▶ [本文]:
Use Case

京葉流通倉庫

CATEGORY:
物流
SOLUTION:
3PL
KR Overview

小売業を支える流通倉庫が
協働ロボットとのピッキングで生産性を上げる秘訣

物流倉庫の改善を目指して協働ロボットの導入を検討されている企業担当の方々にとって、実際に導入を進めている企業の事例はとても参考になります。実際のAMR導入事例について、各企業の導入担当者にインタビューを行い「AMR導入のホントのところ」をご紹介していきます。


京葉流通倉庫株式会社

京葉流通倉庫株式会社

業種:3PL
スタッフ数:100名/日
AMR導入台数:20台(一部の区画に対して適用。AMRと働いている作業スタッフは8名程度)
AMR稼働日:2020年12月~
導入形態:購入型


ご紹介する導入事例は、京葉流通倉庫。関東一円に多くの物流倉庫をもち、製造業の物流業務から、スーパーやコンビニなどの流通系のロジスティクスまで、幅広い分野のジャンルで3PL(Third Party Logistics サード・パーティ・ロジスティクス)を手掛けています。同社はAMRのほか、計量カートや、電動式移動棚なども複合的に採用しており、積極的にDX推進を行っています。今回お話を聞いたのは、その中心で戦略を統括している、同社執行役員でDX推進室室長の飯塚雄一さん。導入の検討背景から、導入後の現場スタッフとの連携構築まで、AMR導入のリアルな部分を伺いました。

現在協働ロボットを導入し運用している拠点は、主に近隣の大型スーパーなどへ、ペット用品を供給している岩槻倉庫。ラピュタロボティクスの国産ピッキングロボットが20台、2020年の12月から、本格稼働しています。

導入事例インタビュー動画はこちら

Q. 物流ロボット(AMR)導入に至った背景を教えてください。

まず、やはり年々厳しくなる人手不足の問題が一番に挙げられます。この拠点のある埼玉エリアは物流拠点に適しており、競合他社が非常に多いです。その影響で、人材獲得も年々難しくなっていていますが、それでも地場で勝ち抜かねばなりません。省人化、省力化をいち早く進めるためにも、現場の物流機器は率先して導入しようと考えていました。

Q. 導入背景に関して、最低賃金が年々上がっていることはどれほど影響していますか?

▶ [データセットのレコード]:
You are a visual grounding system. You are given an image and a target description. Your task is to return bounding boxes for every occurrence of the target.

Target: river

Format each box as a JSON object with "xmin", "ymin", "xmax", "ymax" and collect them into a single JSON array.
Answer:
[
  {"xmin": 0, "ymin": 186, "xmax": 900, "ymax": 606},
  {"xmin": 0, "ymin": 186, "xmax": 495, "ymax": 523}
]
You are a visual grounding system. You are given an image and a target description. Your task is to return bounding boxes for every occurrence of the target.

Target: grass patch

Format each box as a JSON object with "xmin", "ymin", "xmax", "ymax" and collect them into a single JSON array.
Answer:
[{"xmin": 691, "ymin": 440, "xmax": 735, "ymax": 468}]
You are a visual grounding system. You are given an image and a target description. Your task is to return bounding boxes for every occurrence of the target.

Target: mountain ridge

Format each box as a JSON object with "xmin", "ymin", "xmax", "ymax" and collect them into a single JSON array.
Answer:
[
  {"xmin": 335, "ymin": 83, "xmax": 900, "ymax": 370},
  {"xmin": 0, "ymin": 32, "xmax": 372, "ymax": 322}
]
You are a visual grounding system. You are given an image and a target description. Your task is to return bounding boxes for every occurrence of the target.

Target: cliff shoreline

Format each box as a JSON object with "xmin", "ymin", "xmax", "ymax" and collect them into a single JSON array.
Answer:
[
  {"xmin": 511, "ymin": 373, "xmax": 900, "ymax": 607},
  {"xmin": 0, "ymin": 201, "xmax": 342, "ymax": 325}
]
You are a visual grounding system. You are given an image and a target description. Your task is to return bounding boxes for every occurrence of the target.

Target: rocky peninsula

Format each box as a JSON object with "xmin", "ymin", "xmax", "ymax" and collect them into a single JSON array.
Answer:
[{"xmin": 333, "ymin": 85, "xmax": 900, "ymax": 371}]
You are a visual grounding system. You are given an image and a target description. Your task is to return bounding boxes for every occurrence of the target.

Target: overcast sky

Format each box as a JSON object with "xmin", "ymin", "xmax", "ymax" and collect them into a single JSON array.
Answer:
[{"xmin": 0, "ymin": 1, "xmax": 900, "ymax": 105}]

▶ [課題一覧]:
(A) 京葉流通倉庫の導入事例について、「AMR稼働日:2020年12月~」から「導入しようと考えていました。」までを、両端の語句も含めて一字一句そのまま書き写してください。
(B) 京葉流通倉庫の導入事例によると、岩槻倉庫は主にどこへ何を供給していますか。

▶ [解答]:
(A)
AMR稼働日:2020年12月~
導入形態:購入型


ご紹介する導入事例は、京葉流通倉庫。関東一円に多くの物流倉庫をもち、製造業の物流業務から、スーパーやコンビニなどの流通系のロジスティクスまで、幅広い分野のジャンルで3PL(Third Party Logistics サード・パーティ・ロジスティクス)を手掛けています。同社はAMRのほか、計量カートや、電動式移動棚なども複合的に採用しており、積極的にDX推進を行っています。今回お話を聞いたのは、その中心で戦略を統括している、同社執行役員でDX推進室室長の飯塚雄一さん。導入の検討背景から、導入後の現場スタッフとの連携構築まで、AMR導入のリアルな部分を伺いました。

現在協働ロボットを導入し運用している拠点は、主に近隣の大型スーパーなどへ、ペット用品を供給している岩槻倉庫。ラピュタロボティクスの国産ピッキングロボットが20台、2020年の12月から、本格稼働しています。

導入事例インタビュー動画はこちら

Q. 物流ロボット(AMR)導入に至った背景を教えてください。

まず、やはり年々厳しくなる人手不足の問題が一番に挙げられます。この拠点のある埼玉エリアは物流拠点に適しており、競合他社が非常に多いです。その影響で、人材獲得も年々難しくなっていていますが、それでも地場で勝ち抜かねばなりません。省人化、省力化をいち早く進めるためにも、現場の物流機器は率先して導入しようと考えていました。

(B) 近隣の大型スーパーなどへ、ペット用品を供給しています。